DOCUMENT EXCERPT ▸
Exercise 4.2.8

Question

Compute each limit or state that it does not exist. Use the tools developed in this section to justify each conclusion.
  \begin{enumerate}[label=(\alph*)] 
  \item $\lim _{x \rightarrow 2} \frac{|x-2|}{x-2}$
  \item $\lim _{x \rightarrow 7 / 4} \frac{|x-2|}{x-2}$
  \item $\lim _{x \rightarrow 0}(-1)^{[[1 / x]]}$
  \item $\lim _{x \rightarrow 0} \sqrt[3]{x}(-1)^{[[1 / x]]}$
   \end{enumerate}

Ulisse Mini · Accepted Answer

\begin{enumerate}[label=(\alph*)] 
  \item Does not exist, the sequence $x_n = 2 + 1/n$ makes $|x-2|/(x-2)$ converge to $1$, but $x_n = 2 - 1/n$ makes $|x-2|/x-2$ converge to $-1$. ($x \to |x|$ is not differentiable at zero for the same reason)

DATASET CONTENT ▸
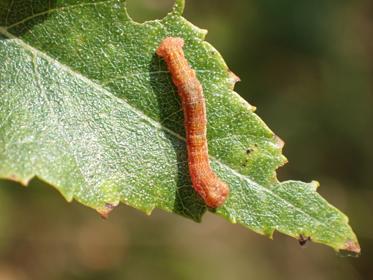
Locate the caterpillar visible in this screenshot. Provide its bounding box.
[156,37,229,208]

TASK SET ▸
A. Using the Exercise 4.2.8 page above, say whether each statement agrees with it, answering yes or no and quoting the exact words that decide it: (i) the exercise allows saying that a limit does not exist; (ii) the accepted answer says the limit in part (a) exists; (iii) the accepted answer says the sequence $x_n = 2 + 1/n$ makes the expression converge to $-1$.
B. According to the accepted answer on the Exercise 4.2.8 page, why does the limit in part (a) not exist? Explain in one to three sentences.
C. Sum up the Exercise 4.2.8 page in two sentences.

EXPECTED RESPONSES ▸
A.
(i) Yes: "Compute each limit or state that it does not exist."
(ii) No: "Does not exist"
(iii) No: "the sequence $x_n = 2 + 1/n$ makes $|x-2|/(x-2)$ converge to $1$"

B. Two different sequences that approach 2 lead to two different values. With $x_n = 2 + 1/n$, the expression $|x-2|/(x-2)$ converges to 1, but with $x_n = 2 - 1/n$ it converges to −1, so there is no single limit.

C. The exercise asks for four limits involving $|x-2|/(x-2)$ and $(-1)^{[[1/x]]}$ to be computed or shown not to exist, using the tools from that section. The accepted answer, by Ulisse Mini, covers part (a): it says the limit does not exist because the sequences $2 + 1/n$ and $2 - 1/n$ make the expression converge to 1 and −1, and notes that $x \to |x|$ is not differentiable at zero for the same reason.